Work instructions
Rewrite only the material from the line with "Reviewer note: check that each instance of the reflection" to the line with "[[587, 325]]", both lines included, keeping every request line. Add 63 to each keypoint coordinate in the answers, and leave the numbers in the requests and their format samples unchanged.

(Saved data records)
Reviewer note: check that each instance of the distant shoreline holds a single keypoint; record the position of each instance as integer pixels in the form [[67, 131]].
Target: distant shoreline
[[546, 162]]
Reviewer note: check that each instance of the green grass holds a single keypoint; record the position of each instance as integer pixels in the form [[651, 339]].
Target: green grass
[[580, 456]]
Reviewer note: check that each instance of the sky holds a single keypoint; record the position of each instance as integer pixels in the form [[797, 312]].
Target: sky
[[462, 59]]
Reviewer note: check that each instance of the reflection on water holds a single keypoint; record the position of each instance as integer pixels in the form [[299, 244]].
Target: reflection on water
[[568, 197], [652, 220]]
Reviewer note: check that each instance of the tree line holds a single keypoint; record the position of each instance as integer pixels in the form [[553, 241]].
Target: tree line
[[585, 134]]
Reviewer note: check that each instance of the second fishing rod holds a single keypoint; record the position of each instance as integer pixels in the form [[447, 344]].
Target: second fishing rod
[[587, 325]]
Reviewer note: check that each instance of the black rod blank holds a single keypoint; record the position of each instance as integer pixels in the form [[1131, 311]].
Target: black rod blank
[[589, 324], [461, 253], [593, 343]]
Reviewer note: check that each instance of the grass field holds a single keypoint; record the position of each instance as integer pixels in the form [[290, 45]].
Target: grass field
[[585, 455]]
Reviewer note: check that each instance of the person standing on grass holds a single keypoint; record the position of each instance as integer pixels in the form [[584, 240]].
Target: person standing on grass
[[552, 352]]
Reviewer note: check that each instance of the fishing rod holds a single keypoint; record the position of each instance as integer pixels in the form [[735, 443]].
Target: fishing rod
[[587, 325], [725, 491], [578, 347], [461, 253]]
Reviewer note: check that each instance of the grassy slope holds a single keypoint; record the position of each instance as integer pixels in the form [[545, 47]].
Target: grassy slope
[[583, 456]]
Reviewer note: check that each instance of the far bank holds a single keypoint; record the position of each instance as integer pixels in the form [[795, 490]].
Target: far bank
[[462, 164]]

The completed task
Reviewer note: check that each instance of the reflection on water holds a single keypoint; record the position of each instance as integer pixels in the form [[299, 244]].
Target: reflection on water
[[631, 260], [715, 283]]
Reviewer note: check that each instance of the tree line holds a single keypoint; record the position of each instance as integer pixels in the form [[553, 241]].
Target: tree line
[[648, 197]]
Reviewer note: check that each instance of the second fishing rod holds a single keypoint; record the position of each instance as integer pixels in the form [[447, 344]].
Target: second fishing rod
[[650, 388]]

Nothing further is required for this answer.